- Problem to solve -
Find the line containing "the white ceramic", then return it and every line after it through the end of the records, exactly. Leave out pictures.

## BEGIN Task data

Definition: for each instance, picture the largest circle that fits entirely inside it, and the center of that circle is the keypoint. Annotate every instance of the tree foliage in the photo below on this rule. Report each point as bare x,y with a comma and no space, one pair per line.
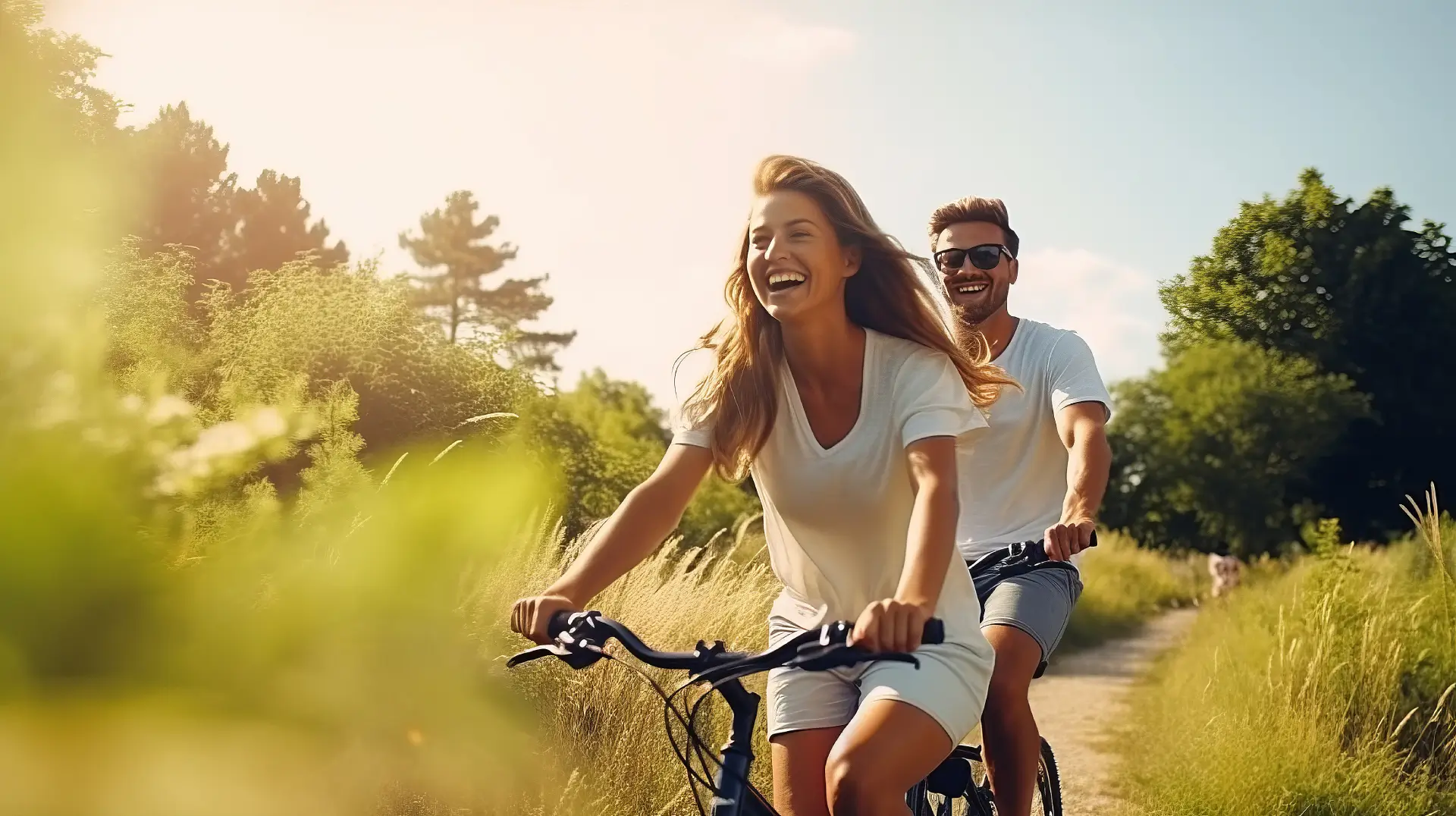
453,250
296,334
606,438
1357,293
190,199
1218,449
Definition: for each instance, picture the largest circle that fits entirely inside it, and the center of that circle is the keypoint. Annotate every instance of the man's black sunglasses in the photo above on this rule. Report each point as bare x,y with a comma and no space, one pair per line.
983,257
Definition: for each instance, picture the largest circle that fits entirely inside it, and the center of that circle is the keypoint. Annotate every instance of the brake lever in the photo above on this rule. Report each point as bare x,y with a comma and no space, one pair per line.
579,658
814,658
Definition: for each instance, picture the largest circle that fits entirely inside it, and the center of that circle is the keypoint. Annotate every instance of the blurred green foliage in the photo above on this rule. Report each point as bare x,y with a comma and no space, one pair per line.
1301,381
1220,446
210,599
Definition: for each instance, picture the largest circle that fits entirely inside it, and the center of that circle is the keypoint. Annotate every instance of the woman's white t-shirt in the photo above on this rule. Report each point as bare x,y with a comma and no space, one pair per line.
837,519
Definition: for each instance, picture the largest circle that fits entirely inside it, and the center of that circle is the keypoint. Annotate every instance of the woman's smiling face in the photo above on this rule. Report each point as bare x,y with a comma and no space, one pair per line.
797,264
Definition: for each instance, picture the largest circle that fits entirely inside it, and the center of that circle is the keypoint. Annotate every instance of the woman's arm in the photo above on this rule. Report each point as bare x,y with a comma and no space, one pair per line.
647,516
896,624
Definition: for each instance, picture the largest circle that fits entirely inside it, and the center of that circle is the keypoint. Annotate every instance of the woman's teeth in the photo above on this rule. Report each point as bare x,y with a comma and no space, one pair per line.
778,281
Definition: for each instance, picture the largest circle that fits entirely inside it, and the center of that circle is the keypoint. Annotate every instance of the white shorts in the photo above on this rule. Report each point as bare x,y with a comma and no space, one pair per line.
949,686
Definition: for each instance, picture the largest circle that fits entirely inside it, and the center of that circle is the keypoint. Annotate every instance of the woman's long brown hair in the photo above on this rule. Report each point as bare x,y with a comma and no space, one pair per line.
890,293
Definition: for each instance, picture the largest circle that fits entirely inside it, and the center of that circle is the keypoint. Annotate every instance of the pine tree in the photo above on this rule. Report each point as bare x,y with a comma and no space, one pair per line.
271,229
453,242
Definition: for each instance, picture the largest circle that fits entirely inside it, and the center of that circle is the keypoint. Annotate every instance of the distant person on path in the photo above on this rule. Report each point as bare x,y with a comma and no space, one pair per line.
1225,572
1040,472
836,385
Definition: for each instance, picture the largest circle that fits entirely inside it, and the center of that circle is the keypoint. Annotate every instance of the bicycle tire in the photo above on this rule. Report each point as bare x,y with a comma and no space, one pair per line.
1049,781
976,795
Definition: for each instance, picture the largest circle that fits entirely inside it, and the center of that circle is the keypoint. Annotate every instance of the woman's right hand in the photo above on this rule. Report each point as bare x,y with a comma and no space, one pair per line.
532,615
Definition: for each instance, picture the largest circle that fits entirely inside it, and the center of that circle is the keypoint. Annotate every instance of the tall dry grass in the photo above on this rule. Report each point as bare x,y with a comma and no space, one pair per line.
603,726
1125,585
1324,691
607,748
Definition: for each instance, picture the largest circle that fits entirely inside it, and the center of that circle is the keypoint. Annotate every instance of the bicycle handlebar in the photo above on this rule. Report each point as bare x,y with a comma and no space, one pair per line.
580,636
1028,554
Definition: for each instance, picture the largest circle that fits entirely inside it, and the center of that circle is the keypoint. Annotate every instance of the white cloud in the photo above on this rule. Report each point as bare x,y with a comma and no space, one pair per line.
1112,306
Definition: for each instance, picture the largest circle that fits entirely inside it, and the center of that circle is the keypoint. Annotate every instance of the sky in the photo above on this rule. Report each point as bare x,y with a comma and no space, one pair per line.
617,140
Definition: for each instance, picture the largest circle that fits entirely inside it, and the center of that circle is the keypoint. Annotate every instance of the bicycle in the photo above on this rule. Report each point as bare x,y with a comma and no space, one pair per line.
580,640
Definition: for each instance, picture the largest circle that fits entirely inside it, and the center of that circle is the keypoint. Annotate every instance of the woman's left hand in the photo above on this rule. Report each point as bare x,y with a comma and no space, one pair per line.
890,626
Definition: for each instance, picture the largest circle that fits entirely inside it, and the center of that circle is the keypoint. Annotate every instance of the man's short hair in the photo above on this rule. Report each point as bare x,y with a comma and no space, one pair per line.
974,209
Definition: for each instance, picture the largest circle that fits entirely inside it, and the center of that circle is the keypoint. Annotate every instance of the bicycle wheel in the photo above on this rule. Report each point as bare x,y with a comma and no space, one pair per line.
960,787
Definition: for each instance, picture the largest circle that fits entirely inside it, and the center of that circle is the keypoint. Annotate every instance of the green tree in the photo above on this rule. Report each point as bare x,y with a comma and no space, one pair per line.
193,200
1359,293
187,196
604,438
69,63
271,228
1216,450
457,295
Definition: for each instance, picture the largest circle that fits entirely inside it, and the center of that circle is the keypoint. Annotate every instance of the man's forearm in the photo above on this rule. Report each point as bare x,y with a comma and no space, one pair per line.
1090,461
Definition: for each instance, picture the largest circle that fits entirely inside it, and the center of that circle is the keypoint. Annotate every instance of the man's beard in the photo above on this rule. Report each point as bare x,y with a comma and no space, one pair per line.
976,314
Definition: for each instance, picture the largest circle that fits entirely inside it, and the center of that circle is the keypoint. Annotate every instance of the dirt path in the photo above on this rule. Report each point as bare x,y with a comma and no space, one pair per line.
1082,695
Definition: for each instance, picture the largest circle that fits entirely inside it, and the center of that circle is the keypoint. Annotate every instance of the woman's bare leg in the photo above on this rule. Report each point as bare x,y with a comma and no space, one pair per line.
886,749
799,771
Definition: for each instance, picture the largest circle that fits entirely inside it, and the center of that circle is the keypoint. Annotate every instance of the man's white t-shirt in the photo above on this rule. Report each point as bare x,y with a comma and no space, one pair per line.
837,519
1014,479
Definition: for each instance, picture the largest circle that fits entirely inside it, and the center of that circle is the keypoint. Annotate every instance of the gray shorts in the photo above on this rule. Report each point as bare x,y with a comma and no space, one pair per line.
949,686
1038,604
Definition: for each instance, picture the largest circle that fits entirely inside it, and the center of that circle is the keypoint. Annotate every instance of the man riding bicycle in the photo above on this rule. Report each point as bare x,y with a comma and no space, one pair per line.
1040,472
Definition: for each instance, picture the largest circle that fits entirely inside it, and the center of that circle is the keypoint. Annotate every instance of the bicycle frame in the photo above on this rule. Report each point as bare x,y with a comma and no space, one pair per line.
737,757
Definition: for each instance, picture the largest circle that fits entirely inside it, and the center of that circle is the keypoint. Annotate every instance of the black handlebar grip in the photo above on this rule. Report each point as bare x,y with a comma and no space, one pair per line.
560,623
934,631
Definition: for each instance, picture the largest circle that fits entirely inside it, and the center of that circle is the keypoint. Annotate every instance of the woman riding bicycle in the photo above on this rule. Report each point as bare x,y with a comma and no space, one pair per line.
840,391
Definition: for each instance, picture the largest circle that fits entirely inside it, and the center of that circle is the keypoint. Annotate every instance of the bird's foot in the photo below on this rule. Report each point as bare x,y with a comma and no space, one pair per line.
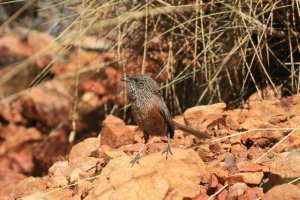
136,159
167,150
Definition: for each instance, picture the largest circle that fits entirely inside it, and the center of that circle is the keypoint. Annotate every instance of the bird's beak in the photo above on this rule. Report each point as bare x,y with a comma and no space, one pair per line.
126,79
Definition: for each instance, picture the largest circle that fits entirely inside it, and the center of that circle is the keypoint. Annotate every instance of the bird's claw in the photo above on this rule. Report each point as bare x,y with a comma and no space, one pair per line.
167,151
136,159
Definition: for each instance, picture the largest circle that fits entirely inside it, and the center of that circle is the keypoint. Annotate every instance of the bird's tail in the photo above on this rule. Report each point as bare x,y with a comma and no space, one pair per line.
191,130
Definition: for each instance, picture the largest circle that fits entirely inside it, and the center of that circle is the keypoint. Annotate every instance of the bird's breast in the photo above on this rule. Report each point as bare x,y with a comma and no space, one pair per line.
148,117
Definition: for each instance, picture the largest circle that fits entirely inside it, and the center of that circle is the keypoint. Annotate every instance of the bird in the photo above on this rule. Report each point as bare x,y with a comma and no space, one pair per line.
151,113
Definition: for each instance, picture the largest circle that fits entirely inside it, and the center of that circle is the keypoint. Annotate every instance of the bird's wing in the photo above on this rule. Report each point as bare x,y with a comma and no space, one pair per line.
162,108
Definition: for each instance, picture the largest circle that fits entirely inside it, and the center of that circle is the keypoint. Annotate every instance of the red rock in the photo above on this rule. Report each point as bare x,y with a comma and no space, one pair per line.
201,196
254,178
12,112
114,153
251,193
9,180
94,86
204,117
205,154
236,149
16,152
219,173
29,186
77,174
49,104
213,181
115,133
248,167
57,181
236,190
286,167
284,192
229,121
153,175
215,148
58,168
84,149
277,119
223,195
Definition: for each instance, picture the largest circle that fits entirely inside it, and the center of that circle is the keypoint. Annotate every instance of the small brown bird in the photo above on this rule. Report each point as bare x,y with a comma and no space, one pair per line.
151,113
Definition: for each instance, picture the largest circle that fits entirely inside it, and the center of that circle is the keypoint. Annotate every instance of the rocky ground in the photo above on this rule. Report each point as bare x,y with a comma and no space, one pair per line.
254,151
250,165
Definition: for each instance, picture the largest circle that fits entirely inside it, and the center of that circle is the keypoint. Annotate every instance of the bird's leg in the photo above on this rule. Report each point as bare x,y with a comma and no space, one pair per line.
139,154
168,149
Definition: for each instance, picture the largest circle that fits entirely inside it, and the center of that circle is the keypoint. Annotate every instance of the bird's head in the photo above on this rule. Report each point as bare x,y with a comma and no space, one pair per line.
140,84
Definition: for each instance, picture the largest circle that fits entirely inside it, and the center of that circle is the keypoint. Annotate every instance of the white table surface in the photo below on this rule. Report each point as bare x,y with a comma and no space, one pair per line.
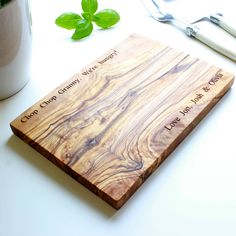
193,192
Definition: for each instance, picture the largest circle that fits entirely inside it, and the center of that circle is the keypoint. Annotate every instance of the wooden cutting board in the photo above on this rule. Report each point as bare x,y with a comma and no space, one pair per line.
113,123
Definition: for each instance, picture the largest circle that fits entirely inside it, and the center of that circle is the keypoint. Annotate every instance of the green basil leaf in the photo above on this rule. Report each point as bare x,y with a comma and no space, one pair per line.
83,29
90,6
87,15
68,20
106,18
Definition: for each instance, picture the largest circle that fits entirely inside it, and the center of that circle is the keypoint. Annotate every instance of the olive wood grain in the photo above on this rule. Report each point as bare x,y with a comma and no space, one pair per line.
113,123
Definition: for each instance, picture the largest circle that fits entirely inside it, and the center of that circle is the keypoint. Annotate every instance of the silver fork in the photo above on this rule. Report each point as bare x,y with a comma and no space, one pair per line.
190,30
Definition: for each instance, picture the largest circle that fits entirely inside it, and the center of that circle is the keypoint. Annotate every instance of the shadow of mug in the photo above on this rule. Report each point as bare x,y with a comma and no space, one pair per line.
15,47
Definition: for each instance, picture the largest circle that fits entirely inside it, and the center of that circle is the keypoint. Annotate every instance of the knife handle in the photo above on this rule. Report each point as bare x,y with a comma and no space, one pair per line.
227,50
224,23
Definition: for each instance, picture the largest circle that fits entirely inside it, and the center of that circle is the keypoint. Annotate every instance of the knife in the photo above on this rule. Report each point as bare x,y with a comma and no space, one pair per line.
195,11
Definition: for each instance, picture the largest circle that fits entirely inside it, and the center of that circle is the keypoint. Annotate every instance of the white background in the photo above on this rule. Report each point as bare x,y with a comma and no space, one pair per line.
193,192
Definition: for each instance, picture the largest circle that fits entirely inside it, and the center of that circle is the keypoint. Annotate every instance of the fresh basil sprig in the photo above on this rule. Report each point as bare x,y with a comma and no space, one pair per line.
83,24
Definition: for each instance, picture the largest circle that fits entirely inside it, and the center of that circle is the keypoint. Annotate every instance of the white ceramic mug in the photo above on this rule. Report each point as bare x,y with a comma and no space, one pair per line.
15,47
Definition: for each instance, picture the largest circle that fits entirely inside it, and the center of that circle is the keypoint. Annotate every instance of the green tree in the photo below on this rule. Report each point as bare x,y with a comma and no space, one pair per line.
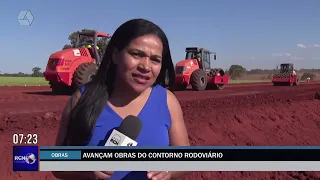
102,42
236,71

## END Task data

- Result below -
Definition: for each instance, picture the largest circle that fits entirely inside it, and the center of that circle is the keypoint. Annotate every instance of the white ceramic mug in the photo above on this rule. Report each point as bare x,y with a comma and no space, one pair per line.
15,47
Definition: for each instance, picture the largest circle that fits entirely inside it, and the center of that circle is the keypoint. Annotate every instance of the green tree in the photo below on this rule. Report each point as bare x,y with a comma and no space, one pair per line.
102,42
236,71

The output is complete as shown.